## Written task 1
In the mirror frame passage, what wood did the writer select for the new frame?

## Selected passage
+===+
A few weeks back I had asked the question if anyone had any experience in Goldl eaf guiding. My wife had purchased an old mirror from one of the antique shops in town (no, it wasn’t an antique) We liked the look of the old mirror, it had a lot of charictor, but the frame was very beaten up and not very stable. After I had set up my new equipment, she asked the first project be a new frame for the mirror. Now bear in mind that I have never built any sort of picture frame much less one that would have to hold a heavy mirror. I agreed.

When I took the old frame apart, I was suprised to find out that it was actualy in two parts. It had the beat up outer frame and an smaller inner frame. I wanted to keep the inner frame and was strongly considering guilding it with the gold leaf. I even went so far as to have my wife pick up a kit.

I decided that in order to bear the weight of the mirror I would have to use some 8/4 stock I had on hand and I looked through my stack of Cherry to find some that matched in tone. I came up lucky and found some good matches.

I cut the main body from the 8/4 and beveled and routed the edges to profile. I couldn’t get the exact profile I was looking for so I went pretty simple and ended up cleaning up a lot of it by hand with planes and scrapers.
+===+
## Records provided
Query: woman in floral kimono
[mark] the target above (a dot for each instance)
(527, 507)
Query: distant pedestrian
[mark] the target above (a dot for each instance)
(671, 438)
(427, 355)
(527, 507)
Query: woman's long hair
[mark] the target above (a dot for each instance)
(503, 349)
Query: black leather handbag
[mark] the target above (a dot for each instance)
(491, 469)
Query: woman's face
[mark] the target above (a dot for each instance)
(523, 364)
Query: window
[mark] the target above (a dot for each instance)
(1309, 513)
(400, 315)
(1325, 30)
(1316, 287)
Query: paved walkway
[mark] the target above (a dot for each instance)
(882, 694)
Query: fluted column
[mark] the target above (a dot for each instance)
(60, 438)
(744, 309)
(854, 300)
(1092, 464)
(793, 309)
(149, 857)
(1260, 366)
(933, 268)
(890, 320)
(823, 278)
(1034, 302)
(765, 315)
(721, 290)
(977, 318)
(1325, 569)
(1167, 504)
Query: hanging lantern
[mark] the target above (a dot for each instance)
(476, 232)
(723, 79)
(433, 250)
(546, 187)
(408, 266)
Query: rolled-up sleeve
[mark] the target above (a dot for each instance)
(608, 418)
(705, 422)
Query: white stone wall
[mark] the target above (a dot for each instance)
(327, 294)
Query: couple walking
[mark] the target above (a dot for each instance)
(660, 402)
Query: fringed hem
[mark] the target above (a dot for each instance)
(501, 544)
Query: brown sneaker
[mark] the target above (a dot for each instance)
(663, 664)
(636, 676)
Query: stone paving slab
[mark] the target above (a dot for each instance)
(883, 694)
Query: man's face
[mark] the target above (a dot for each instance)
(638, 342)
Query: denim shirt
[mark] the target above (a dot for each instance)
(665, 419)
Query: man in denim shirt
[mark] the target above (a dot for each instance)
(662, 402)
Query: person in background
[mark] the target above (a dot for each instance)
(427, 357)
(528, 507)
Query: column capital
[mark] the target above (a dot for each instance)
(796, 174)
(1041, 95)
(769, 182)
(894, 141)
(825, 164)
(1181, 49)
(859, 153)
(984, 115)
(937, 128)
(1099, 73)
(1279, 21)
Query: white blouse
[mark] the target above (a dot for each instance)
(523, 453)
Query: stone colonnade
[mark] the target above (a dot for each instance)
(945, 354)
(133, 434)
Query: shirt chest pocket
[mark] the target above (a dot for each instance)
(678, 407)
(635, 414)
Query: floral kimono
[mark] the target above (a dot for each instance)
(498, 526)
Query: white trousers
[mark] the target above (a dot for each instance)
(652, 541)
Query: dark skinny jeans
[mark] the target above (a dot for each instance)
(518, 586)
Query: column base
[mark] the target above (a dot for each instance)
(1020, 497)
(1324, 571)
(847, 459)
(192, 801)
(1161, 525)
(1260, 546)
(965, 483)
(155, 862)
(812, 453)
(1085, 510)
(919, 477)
+===+
## Written task 2
Reproduce everything in the listing from the line containing "Query: fluted column" down to the line containing "(1167, 504)", renaming "fluted column" to "grooved pillar" and keeping everything else unchanged.

## Worked solution 1
Cherry, using 8/4 stock matched in tone.

## Worked solution 2
Query: grooved pillar
[mark] the target above (a dot for each instance)
(60, 438)
(744, 309)
(854, 300)
(1092, 464)
(793, 309)
(149, 857)
(1260, 366)
(933, 268)
(890, 320)
(823, 278)
(1034, 302)
(765, 315)
(721, 290)
(977, 318)
(1325, 569)
(1167, 504)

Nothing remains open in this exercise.